_Extracted text_:

Sure, I can even pick it up
although that patch was not addressed to me or kbuild ML.



--
Best Regards
Masahiro Yamada

2021-02-25 19:30:19

by Nicolas Pitre

[permalink] [raw]
Subject: Re: [PATCH 0/4] kbuild: build speed improvment of CONFIG_TRIM_UNUSED_KSYMS

On Fri, 26 Feb 2021, Masahiro Yamada wrote:

> On Fri, Feb 26, 2021 at 2:20 AM Nicolas Pitre <[email protected]> wrote:
> >
> > On Fri, 26 Feb 2021, Masahiro Yamada wrote:
> >
> > >
> > > Now CONFIG_TRIM_UNUSED_KSYMS is revived, but Linus is still unhappy
> > > about the build speed.
> > >
> > > I re-implemented this feature, and the build time cost is now
> > > almost unnoticeable level.
> > >
> > > I hope this makes Linus happy.
> >
> > :-)
> >
> > I'm surprised to see that Linus is using this feature. When disabled
> > (the default) this should have had no impact on the build time.

_Raw records_:

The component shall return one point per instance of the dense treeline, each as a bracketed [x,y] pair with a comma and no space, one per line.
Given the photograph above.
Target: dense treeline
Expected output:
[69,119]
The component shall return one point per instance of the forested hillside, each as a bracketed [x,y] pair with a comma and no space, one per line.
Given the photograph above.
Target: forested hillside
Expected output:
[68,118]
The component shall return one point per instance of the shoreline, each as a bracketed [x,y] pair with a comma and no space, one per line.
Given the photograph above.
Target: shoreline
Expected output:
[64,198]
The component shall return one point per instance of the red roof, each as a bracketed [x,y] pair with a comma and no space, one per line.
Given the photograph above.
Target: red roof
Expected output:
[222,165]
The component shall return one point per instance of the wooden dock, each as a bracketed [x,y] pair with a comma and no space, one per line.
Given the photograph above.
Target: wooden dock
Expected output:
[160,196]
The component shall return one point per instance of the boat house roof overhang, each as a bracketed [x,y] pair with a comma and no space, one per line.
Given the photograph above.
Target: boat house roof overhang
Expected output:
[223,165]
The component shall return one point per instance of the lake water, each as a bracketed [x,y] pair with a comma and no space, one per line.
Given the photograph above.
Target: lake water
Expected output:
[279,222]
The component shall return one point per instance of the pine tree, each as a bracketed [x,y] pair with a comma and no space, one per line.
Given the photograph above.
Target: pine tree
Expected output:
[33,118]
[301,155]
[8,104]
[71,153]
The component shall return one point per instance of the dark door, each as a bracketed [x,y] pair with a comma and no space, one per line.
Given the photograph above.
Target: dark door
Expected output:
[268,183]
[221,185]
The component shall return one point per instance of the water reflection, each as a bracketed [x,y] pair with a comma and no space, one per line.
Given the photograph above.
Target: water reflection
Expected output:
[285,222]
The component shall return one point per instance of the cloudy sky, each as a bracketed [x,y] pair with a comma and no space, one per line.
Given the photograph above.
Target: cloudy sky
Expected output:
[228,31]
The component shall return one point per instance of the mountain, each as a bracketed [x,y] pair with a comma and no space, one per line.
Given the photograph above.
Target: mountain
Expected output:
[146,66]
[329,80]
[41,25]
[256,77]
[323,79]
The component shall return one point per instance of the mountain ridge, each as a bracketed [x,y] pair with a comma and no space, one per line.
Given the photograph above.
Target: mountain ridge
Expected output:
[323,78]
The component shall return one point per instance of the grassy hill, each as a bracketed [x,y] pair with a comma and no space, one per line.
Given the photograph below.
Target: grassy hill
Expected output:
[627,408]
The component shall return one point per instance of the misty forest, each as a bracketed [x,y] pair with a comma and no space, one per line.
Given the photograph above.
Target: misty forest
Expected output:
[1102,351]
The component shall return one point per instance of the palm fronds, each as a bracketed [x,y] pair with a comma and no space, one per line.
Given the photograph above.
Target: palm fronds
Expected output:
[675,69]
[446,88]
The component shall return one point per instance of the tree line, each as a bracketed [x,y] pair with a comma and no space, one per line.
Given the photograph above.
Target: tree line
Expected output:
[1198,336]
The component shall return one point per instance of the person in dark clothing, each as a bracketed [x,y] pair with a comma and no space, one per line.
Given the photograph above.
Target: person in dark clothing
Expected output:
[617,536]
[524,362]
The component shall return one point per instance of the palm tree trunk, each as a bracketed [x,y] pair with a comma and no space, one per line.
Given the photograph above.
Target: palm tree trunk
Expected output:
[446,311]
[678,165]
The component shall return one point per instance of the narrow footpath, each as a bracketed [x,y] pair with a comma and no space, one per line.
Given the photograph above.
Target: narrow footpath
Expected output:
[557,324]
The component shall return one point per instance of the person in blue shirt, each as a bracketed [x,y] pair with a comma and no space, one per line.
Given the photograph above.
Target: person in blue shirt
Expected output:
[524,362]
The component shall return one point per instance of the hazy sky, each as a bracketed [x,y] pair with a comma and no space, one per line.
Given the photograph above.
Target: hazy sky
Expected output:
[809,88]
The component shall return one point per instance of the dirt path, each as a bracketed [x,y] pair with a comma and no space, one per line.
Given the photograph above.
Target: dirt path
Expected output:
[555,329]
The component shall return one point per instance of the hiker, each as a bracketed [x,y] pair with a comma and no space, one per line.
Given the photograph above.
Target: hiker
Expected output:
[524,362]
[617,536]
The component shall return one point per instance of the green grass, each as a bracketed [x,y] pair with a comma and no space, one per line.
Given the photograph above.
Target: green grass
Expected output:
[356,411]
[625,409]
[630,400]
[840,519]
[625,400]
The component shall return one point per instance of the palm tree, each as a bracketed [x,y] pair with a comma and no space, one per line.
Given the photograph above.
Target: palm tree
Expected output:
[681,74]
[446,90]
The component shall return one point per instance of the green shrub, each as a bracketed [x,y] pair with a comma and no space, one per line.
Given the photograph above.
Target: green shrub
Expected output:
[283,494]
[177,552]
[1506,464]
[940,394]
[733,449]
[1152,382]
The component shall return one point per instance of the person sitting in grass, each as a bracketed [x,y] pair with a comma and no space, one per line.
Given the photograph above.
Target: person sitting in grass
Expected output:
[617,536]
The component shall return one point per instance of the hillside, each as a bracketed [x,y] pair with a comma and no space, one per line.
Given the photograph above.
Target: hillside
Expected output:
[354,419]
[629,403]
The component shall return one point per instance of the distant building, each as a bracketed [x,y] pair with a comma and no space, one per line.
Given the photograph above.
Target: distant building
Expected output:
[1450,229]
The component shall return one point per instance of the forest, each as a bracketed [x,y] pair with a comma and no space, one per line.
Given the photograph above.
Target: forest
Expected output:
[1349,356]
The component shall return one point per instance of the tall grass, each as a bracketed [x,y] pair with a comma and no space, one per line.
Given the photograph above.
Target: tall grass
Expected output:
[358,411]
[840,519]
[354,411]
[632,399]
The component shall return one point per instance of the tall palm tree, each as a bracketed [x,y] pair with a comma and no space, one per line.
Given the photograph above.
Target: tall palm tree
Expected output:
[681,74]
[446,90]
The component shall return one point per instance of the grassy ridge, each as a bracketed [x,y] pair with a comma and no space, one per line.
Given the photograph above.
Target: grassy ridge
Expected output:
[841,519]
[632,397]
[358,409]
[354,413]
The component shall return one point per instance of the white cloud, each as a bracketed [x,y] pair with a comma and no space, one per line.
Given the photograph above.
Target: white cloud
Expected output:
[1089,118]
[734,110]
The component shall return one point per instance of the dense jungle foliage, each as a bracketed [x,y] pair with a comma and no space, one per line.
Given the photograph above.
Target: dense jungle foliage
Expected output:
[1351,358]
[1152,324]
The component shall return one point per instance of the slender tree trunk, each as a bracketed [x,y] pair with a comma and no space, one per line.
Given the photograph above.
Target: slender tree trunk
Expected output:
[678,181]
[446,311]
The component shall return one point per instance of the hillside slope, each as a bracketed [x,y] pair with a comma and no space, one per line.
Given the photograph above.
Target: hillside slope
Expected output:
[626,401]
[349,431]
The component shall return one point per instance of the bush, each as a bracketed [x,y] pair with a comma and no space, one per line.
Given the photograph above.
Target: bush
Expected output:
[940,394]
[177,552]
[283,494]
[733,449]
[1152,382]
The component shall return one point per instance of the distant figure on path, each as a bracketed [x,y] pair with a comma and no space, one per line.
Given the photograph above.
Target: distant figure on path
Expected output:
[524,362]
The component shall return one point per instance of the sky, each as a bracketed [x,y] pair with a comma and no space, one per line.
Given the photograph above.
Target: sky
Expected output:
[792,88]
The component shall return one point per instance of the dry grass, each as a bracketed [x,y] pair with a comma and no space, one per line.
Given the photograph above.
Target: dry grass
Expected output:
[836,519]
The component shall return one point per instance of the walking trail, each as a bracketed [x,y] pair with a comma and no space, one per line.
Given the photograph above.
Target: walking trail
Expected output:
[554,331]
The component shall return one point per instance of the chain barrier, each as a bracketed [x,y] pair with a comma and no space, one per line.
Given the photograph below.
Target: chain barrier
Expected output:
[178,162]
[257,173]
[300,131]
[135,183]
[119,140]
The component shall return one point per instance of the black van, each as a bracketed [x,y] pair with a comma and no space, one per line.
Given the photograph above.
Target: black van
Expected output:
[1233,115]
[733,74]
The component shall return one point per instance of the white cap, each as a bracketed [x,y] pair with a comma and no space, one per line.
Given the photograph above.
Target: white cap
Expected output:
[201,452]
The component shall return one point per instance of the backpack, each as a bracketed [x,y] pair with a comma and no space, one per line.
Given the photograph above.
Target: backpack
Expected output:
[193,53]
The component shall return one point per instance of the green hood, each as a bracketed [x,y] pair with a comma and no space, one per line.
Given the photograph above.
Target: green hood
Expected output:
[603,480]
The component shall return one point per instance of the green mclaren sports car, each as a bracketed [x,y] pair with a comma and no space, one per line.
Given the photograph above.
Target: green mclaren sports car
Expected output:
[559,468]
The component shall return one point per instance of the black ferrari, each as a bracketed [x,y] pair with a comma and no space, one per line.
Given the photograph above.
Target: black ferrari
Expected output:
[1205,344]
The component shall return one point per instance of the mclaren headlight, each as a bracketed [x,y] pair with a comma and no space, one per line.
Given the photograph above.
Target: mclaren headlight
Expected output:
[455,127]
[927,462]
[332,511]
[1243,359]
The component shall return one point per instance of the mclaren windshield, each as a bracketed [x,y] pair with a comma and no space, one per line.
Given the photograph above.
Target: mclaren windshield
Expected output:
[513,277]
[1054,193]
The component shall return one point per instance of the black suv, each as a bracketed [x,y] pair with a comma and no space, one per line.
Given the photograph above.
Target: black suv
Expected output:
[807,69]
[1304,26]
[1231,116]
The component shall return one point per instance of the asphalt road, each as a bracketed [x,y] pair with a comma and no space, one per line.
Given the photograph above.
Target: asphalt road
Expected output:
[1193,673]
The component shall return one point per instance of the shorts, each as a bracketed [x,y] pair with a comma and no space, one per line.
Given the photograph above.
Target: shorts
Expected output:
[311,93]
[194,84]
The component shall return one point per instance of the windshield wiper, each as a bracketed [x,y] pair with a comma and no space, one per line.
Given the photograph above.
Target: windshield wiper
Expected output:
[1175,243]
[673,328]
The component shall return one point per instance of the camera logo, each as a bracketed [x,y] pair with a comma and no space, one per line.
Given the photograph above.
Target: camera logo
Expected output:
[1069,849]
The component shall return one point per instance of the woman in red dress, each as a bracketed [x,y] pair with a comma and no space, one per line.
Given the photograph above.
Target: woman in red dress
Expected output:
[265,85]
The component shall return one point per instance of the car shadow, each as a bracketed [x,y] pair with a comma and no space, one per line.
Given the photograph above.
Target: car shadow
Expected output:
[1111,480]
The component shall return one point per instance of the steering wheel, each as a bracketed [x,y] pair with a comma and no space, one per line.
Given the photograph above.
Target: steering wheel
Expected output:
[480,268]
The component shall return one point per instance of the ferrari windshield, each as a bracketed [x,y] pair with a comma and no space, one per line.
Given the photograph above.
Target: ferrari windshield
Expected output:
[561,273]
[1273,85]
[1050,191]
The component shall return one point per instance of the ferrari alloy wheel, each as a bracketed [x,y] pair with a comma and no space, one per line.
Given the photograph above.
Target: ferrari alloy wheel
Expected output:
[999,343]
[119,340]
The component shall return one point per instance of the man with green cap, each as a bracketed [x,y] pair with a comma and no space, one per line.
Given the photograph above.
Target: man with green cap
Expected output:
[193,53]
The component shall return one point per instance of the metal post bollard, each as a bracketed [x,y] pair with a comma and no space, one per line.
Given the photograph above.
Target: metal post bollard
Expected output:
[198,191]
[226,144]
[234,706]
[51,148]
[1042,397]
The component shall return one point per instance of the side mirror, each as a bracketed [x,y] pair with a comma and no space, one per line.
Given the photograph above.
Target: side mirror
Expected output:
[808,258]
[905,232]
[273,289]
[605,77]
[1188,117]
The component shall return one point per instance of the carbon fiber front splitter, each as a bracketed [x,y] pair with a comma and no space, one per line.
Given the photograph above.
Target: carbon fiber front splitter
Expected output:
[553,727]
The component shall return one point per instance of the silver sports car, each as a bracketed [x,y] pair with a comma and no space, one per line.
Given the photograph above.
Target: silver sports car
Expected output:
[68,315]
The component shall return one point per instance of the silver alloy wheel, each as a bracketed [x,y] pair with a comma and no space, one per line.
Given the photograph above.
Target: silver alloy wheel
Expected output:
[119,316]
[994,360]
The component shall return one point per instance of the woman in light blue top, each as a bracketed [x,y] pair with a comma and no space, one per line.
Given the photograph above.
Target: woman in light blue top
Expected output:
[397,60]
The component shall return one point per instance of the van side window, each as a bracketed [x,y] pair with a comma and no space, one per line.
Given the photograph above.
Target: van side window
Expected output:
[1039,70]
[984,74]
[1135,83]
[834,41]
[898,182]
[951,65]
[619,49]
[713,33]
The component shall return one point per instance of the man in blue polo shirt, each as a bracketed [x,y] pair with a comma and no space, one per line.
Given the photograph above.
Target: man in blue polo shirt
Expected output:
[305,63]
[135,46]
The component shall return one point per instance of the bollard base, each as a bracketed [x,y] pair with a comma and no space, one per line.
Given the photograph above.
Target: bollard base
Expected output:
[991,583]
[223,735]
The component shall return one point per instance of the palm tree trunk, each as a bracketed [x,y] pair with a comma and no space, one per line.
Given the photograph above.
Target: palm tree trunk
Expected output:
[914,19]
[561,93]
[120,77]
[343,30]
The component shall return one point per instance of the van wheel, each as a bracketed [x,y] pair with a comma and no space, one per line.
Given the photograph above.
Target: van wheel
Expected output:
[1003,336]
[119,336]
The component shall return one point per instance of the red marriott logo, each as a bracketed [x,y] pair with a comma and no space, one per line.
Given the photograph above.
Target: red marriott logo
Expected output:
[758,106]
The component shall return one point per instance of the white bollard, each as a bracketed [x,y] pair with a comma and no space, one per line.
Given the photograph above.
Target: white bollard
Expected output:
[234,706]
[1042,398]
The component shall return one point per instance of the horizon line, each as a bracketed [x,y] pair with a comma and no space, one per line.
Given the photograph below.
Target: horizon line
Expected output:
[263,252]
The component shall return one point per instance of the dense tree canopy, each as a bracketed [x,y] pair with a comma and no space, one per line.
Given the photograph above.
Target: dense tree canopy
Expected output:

_What this exercise asks_:
1. Count the lines in the listing that contain the string "horizon", matching case exactly, and give only that number.
2. Please continue the kbuild thread from its final line.
The listing has no connection to the kbuild thread.

_The answers_:
1. 2

2.
>
> Linus is not using this feature, but does build tests.
> After pulling the module subsystem pull request in this merge window,
> CONFIG_TRIM_UNUSED_KSYMS was enabled by allmodconfig.

If CONFIG_TRIM_UNUSED_KSYMS is enabled then build time willincrease.
That comes with the feature.

> > This feature provides a nice security advantage by significantly
> > reducing the kernel input surface. And people are using that also to
> > better what third party vendor can and cannot do with a distro kernel,
> > etc. But that's not the reason why I implemented this feature in the
> > first place.
> >
> > My primary goal was to efficiently reduce the kernel binary size using
> > LTO even with kernel modules enabled.
>
>
> Clang LTO landed in this MW.
>
> Do you think it will reduce the kernel binary size?
> No, opposite.

LTO ought to reduce binary size. It is rather broken otherwise.
Having a global view before optimizing allows for the compiler to do
project wide constant propagation and dead code elimination.

> CONFIG_LTO_CLANG cannot trim any code even if it
> is obviously unused.
> Hence, it never reduces the kernel binary size.
> Rather, it produces a bigger kernel.

Then what's the point?

> The reason is Clang LTO was implemented against
> relocatable ELF (vmlinux.o) .

That's not true LTO then.

> I pointed out this flaw in the review process, but
> it was dismissed.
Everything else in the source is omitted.